### TASK MATERIAL
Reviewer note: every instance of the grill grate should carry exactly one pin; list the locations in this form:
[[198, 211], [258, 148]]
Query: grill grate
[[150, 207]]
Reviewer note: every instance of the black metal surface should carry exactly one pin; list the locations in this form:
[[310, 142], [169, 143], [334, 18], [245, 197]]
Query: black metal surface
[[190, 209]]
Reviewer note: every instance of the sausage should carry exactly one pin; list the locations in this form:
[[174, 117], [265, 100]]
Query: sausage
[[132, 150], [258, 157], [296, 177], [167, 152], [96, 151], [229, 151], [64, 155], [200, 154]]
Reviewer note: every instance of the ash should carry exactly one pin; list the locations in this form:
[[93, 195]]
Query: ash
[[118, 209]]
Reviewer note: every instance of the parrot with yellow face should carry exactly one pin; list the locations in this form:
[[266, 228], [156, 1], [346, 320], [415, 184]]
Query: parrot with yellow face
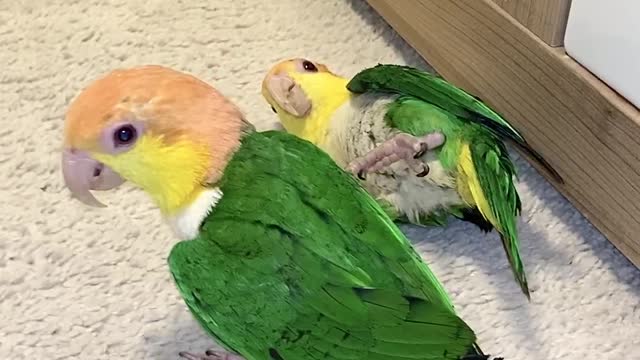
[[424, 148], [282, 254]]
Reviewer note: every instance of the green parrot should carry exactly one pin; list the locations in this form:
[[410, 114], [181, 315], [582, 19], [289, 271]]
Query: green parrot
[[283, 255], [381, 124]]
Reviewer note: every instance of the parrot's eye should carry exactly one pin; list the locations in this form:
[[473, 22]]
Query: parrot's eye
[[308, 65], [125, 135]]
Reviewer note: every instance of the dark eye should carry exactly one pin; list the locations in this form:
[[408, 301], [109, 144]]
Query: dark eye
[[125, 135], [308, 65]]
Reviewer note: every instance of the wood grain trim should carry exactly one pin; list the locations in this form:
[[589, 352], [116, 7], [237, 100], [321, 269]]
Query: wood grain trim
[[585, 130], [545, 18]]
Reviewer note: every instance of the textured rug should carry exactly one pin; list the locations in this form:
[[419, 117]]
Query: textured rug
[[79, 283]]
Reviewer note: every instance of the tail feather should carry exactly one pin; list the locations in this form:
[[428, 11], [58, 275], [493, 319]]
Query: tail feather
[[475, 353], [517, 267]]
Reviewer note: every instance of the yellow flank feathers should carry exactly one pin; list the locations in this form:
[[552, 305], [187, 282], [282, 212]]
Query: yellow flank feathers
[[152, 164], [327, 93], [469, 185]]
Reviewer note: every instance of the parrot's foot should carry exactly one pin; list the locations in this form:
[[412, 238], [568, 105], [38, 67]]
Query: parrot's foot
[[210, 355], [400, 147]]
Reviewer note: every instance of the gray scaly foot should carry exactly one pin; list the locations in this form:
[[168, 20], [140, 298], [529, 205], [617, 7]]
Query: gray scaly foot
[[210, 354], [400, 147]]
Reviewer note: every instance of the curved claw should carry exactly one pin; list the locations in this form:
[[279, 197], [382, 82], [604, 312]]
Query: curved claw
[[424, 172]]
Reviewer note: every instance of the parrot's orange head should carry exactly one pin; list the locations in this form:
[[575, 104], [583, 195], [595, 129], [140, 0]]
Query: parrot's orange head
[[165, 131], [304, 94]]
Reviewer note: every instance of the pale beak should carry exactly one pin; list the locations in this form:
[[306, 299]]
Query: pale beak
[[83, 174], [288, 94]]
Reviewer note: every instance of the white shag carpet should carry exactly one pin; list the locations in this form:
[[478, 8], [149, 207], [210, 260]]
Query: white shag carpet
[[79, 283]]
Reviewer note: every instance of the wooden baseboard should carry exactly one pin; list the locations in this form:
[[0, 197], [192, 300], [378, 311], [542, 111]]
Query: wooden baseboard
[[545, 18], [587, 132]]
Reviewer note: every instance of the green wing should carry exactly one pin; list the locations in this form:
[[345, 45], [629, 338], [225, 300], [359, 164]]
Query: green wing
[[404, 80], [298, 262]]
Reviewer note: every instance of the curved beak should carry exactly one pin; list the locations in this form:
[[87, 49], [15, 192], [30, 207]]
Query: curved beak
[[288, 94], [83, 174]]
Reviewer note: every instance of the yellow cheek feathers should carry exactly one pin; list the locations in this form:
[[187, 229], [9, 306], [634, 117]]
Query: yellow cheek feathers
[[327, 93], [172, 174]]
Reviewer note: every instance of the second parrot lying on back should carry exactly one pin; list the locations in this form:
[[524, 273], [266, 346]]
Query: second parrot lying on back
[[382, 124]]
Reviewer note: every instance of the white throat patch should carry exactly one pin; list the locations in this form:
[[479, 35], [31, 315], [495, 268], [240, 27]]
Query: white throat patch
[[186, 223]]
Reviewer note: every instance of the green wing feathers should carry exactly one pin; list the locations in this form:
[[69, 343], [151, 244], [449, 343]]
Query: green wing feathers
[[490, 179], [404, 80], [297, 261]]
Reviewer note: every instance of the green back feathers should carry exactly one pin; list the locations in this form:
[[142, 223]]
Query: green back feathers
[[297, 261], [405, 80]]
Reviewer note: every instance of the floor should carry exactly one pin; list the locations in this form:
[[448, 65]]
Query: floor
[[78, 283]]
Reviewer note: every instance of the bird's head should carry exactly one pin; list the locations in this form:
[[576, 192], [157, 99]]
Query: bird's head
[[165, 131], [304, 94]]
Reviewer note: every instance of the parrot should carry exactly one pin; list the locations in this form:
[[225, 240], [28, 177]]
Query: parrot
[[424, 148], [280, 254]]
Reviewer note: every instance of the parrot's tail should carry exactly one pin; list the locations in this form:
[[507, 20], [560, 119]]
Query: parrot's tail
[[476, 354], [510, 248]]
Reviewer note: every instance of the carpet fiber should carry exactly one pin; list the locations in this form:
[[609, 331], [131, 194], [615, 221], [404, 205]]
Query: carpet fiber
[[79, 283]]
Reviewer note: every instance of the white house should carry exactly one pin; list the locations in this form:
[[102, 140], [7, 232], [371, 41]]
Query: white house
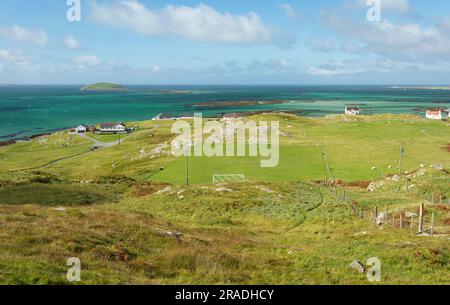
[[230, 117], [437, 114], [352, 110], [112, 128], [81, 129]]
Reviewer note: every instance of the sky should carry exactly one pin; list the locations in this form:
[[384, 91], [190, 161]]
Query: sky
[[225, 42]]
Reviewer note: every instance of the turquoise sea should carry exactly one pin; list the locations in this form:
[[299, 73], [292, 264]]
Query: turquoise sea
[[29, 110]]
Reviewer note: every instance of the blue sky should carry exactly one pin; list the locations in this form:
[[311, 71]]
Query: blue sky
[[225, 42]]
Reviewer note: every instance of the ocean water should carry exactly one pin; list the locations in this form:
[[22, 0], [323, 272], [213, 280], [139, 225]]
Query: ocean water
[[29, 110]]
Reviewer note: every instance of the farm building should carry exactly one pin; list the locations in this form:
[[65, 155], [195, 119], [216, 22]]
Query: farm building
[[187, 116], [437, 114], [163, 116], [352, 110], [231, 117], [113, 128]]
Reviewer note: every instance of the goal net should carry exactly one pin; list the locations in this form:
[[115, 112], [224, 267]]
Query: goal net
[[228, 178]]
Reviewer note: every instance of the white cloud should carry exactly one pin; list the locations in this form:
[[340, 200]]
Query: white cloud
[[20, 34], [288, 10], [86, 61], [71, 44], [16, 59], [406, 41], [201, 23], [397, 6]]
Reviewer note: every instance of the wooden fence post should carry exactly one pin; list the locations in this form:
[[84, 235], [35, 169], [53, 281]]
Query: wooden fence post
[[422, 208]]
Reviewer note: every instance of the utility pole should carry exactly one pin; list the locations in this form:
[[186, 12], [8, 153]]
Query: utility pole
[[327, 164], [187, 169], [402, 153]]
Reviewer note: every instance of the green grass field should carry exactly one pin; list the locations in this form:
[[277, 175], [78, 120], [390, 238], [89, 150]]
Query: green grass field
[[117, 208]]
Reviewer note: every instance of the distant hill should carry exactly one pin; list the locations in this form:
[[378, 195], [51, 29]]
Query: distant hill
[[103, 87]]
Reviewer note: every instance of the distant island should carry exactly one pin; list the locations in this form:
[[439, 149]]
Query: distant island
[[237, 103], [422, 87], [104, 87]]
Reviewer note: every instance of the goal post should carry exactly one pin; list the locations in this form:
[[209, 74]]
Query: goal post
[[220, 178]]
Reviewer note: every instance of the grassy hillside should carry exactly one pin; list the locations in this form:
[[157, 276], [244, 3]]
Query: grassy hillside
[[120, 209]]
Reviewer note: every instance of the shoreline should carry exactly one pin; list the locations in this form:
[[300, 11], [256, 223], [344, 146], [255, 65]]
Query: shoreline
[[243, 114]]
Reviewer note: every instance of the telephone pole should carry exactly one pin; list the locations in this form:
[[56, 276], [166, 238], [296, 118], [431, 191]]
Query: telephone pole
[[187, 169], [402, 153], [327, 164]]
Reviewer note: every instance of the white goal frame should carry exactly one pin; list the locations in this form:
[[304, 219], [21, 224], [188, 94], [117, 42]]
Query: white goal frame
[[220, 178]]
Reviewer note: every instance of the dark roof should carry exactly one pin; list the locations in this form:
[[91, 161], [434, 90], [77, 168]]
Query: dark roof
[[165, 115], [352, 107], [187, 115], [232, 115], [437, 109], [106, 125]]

### AIM OF THE TASK
Give only the lines from the one holding "Query: wooden fence post" through the one holding "Reviewer note: every instance of the shoreline", each restated exactly as it appears above.

### RESULT OF THIS EXERCISE
Query: wooden fence post
[[422, 208]]
Reviewer note: every instance of the utility pole should carry exactly one pin; list the locations in this form:
[[186, 12], [8, 153]]
Query: utility pole
[[327, 164], [187, 169], [402, 153]]
Reviewer note: every instance of the green grass field should carry exactly one pin; list the locations in this form:
[[277, 175], [78, 120], [390, 238], [89, 150]]
Query: green grass field
[[117, 208]]
Reviewer note: every instance of the distant hill should carry exactly one pin; list the locations in this form:
[[378, 195], [51, 29]]
Query: distant hill
[[103, 87]]
Reviewer note: every instance of the distant island should carry exactly one pin; list the locations in this form:
[[439, 149]]
Query: distant island
[[237, 103], [422, 87], [104, 87]]
Reviewer note: every instance of the goal post should carry exactly one pin; list the locations in this form:
[[209, 74]]
Query: goal post
[[220, 178]]
Reviewer note: every instance of the grassy hillside should carry exactly one pin; list the locations in this form:
[[157, 276], [244, 3]]
Query: grassy hillside
[[120, 209]]
Reviewer note: every instance of the shoreline should carry exactly one pin; list the locations in this form:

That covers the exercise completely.